Only a couple of the developers used Dynamic checkouts. This was instantly connected to a more ‘shared’ place and thus checkout/update were faster. The downside was that the build was inordinately slow, meaning you by habit did a lot less builds in a day.
ClearCase is very dependent on the nature of the LAN in an organization. This is because it is (or was) very chatty on the wire. Perforce is a lot faster. It has been designed to work well for situations where the server and the clients are separated by 8000 miles. For the record, Git is faster still, especially when you consider that it’s bringing down all history when cloning.
Once checked out, Perforce’s speed can’t be beaten. Specifically the ‘update’ speed: you already have working-copy, and are asking for ‘latest’. Say you go to lunch, and come back and ask perforce if there are any updates for your checkout, Perforce will answer inside of a second typically for the “no changes” scenario. This is because Perforce already knows the answer, as its server side keeps knowledge of current your checkout in RAM. Perforce gets dragged into the modern age with the Fusion tool that integrates Git for local
We piloted Perforce for the first identifiable project/component/service/buildable-thing. We found the most-value branch in ClearCase with the most current “Foo” component/service and snipped it out after adding it to Perforce in a modular hierarchy (see below). “Foo” got a couldn’t-be-smaller build script, and for the right Ant target pushed it’s binaries to a shared folder like Foo-TRUNK.jar
Initially Perforce was on a Dell machine under a desk, in the “agile area” the ThoughtWorkers had reconfigured. There’s something about the wire protocol of Perforce that makes it perform in slow networks. There was some pressure from other teams to accelerate the rollout of Perforce before a decision was made to use it in an approved way.
Trunk-Based Development (TBD)
In terms of source control practice, we advocated for a “Trunk” model that the open source community had been using for many years. Branches, were for releases. We had a single BUILD.properties file in the root of the trunk that contained the version number. In the case of the trunk that version number was “TRUNK”. For release branches, after the initial branch it was changed to “1.3” or whatever was applicable. If all the Ant scripts followed the same design, they’d make binaries with a single coordinated version number in it. There was a moment there on a pristine release-branch checkout to catch anomalies.
Here’s some before and after branch diagrams from my Branch by Abstraction blog entry, which was an earlier publication out of this mission. First multi-branch, as it was in ClearCase:
And a ideal trunk model, as it would become in Perforce.
Branch by Abstraction & Feature Toggles
Bigger changes were controlled by “off and onable” toggles. The off-and-onable catch phrase was borrowed from a UK TV advertisement for electric home heating. There was a second Brit on the team, and he was amused too. In order to avoid feature branches for changes that would take days or weeks, a toggle would control which of two implementations of an idea would be turned on for a running instance of the stack. I wrote about this in my Branch by Abstraction blog entry (2007).

SOURCE EXCERPT
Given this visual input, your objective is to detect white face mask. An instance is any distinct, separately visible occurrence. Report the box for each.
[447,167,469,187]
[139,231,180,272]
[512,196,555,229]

REQUIRED TASKS
• a. List each distinct phrase that the passage on moving from ClearCase to Perforce encloses in double quotation marks, excluding phrases in single quotation marks.
• b. Go on with the passage on moving from ClearCase to Perforce, picking up after its final sentence.

RESULTS FOR THE EXERCISE
• a.
- no changes
- Foo
- agile area
- Trunk
- TRUNK
- 1.3
- off and onable

• b.
Mentioned later in ‘baby steps’ use of toggles would handle changes from one technology to another. One was changing the implementation of a message-bus, and the other was about how messages within that bus were marshaled. The toggle controlled alternate ‘old’ versus ‘new’ implementations of each. Each of the two toggles was independent of the other.
Martin Fowler wrote about toggles later in his Feature Toggle bliki entry. Toggles is, of course, a technique within a TBD design that adds value.
As an aside, in the branch by abstraction blog entry I talked of a hypothetical migration from Hibernate to iBatis (now MyBatis). Recently a ThoughtWorks team steering the development of our story-tracker ‘Mingle’, did the exact opposite. A couple of years ago, colleague Jez talked about that in his article on Trunk/Branch-byAbstraction and Toggles.
Modular, Recursive Build
The various components of the application, would be in a directory hierarchy that subtly reflected their build order and dependency. Previously they were co-mingled in a single source tree. In the new world, the build should recurse into directories where separate buildable jars are self contained with their build script. This is a Maven-like style, but back then we elected not to use Maven itself. It was also a monorepo, in that one repo had many separately buildable things, evn if CI elected to build recursively from root.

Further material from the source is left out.